● **Items listed in a dataset**
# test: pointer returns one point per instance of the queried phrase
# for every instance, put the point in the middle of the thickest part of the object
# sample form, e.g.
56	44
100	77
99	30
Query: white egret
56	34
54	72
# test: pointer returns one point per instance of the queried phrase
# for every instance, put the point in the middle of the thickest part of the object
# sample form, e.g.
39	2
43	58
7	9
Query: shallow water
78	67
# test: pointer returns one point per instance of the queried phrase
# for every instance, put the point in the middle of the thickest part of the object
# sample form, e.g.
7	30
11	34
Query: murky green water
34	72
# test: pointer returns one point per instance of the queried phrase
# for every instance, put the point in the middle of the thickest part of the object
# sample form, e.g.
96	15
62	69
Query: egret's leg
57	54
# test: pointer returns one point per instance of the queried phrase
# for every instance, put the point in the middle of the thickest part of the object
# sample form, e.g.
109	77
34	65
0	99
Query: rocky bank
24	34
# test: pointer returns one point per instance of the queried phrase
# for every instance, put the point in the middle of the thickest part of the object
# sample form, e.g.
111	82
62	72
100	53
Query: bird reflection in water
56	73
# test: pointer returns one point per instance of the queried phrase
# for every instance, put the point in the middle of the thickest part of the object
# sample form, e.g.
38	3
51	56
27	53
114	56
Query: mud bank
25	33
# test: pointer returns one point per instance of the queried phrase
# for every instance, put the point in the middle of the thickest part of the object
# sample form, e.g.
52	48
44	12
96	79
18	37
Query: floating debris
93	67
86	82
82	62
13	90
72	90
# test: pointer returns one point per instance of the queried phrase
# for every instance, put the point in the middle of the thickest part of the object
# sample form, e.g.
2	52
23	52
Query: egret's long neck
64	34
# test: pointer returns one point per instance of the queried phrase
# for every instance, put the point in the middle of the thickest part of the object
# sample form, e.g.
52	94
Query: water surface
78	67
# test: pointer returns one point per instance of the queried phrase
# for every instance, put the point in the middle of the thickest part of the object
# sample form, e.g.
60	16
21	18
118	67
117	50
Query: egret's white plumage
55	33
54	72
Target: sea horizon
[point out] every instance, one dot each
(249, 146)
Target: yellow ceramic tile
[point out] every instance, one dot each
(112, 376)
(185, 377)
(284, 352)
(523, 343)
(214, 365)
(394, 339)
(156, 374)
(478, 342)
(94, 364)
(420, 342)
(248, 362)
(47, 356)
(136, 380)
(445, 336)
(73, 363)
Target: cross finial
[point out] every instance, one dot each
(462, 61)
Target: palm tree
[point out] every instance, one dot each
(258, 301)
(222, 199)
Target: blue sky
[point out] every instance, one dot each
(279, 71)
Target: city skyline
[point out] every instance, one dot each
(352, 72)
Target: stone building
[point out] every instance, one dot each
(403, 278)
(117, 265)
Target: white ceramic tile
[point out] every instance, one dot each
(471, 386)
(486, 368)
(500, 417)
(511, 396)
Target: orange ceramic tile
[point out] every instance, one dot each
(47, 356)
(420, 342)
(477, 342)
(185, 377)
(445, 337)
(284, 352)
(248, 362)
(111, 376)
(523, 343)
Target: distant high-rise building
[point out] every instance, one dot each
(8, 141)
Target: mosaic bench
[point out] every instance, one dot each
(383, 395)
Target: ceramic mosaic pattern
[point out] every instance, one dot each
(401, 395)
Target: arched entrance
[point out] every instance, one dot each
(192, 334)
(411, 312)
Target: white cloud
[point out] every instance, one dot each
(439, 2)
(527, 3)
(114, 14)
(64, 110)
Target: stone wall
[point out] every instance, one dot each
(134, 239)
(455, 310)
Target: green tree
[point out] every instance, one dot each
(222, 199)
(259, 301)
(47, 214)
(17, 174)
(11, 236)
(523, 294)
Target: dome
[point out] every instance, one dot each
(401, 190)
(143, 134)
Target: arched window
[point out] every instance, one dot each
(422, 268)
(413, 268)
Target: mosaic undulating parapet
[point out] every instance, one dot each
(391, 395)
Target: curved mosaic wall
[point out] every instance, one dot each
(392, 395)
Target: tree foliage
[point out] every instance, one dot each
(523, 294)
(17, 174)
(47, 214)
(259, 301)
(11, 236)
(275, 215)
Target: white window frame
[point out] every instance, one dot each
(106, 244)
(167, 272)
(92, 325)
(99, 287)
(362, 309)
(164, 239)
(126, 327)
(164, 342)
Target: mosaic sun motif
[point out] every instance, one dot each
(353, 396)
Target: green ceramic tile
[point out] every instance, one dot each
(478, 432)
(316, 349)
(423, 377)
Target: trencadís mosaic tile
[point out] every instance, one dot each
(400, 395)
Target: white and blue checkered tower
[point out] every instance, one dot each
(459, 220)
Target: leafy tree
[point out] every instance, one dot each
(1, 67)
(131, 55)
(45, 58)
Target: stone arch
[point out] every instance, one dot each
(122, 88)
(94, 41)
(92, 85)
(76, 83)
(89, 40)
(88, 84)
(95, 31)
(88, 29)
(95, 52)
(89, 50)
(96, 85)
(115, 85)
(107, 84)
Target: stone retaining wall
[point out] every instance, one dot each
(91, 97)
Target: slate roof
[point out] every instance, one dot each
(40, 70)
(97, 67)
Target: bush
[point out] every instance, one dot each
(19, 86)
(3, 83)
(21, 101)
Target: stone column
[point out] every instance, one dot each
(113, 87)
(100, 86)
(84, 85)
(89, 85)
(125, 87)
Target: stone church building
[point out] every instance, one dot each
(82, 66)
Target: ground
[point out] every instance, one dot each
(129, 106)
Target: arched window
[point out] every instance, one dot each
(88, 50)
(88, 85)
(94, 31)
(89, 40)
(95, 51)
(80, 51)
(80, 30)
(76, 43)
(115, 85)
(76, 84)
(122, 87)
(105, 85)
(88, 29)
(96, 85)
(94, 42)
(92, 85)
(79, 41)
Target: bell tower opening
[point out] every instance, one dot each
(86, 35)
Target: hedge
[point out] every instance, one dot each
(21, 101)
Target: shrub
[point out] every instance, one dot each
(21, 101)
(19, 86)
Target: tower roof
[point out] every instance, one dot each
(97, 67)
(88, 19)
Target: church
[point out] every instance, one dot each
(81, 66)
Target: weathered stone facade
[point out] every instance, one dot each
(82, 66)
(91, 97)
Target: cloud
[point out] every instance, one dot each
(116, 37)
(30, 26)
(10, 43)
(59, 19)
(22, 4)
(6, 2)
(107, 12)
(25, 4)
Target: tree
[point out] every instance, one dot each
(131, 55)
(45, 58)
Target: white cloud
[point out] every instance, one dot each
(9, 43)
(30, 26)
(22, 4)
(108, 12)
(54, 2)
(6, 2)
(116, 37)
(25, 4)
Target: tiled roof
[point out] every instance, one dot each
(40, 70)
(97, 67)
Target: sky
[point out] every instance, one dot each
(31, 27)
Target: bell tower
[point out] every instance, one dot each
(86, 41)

● **WHAT IS EXPECTED**
For this exercise, please retype exactly the lines in the listing from the line with "Target: weathered stone facade" through its last line, both ends included.

● **ANSWER TO THIS EXERCISE**
Target: weathered stone facade
[point out] every instance, one dot each
(82, 66)
(91, 97)
Target: cloud
[point out] every instance, one dot each
(116, 37)
(30, 26)
(10, 43)
(59, 19)
(22, 4)
(6, 2)
(107, 12)
(25, 4)
Target: tree
[point out] every instance, one dot each
(131, 55)
(45, 58)
Target: white cloud
[point out] every instance, one dot each
(9, 43)
(30, 26)
(22, 4)
(108, 12)
(54, 2)
(6, 2)
(116, 37)
(25, 4)
Target: tiled roof
[point out] every instance, one dot each
(40, 70)
(97, 67)
Target: sky
[point out] every instance, one dot each
(31, 27)
Target: bell tower
[point out] every instance, one dot each
(86, 41)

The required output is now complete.